Items from a data source
=== Section Start ===

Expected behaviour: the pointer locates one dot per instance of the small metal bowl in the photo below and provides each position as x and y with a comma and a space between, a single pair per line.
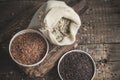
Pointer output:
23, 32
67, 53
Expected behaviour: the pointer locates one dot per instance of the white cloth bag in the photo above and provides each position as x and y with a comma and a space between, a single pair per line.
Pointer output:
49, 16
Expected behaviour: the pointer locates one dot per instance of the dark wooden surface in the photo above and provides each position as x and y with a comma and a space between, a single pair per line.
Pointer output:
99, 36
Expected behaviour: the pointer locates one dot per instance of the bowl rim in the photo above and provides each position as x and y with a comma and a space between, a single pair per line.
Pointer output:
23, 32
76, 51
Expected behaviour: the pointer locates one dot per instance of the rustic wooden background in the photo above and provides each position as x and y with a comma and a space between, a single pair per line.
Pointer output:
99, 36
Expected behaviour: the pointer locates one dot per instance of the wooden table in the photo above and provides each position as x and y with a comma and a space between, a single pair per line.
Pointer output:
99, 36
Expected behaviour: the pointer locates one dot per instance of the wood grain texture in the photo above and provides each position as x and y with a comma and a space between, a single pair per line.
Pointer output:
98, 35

=== Section End ===
=== Section Start ===

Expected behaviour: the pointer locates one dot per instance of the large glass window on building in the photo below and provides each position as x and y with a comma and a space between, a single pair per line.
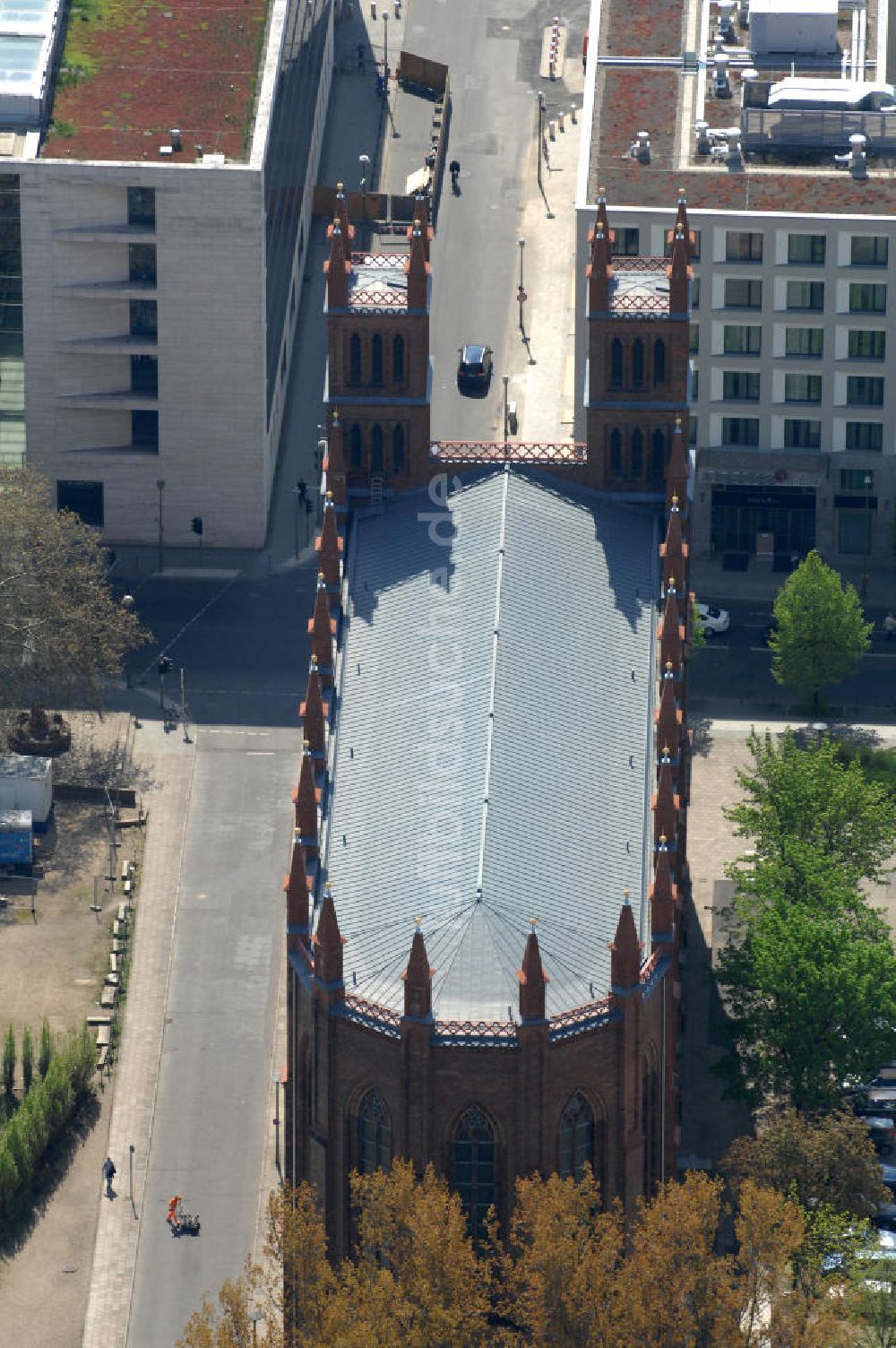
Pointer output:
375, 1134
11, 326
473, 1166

=== Section End ===

What to produce.
Every line above that holds "each" should be tallied; answer with the total alone.

Task response.
8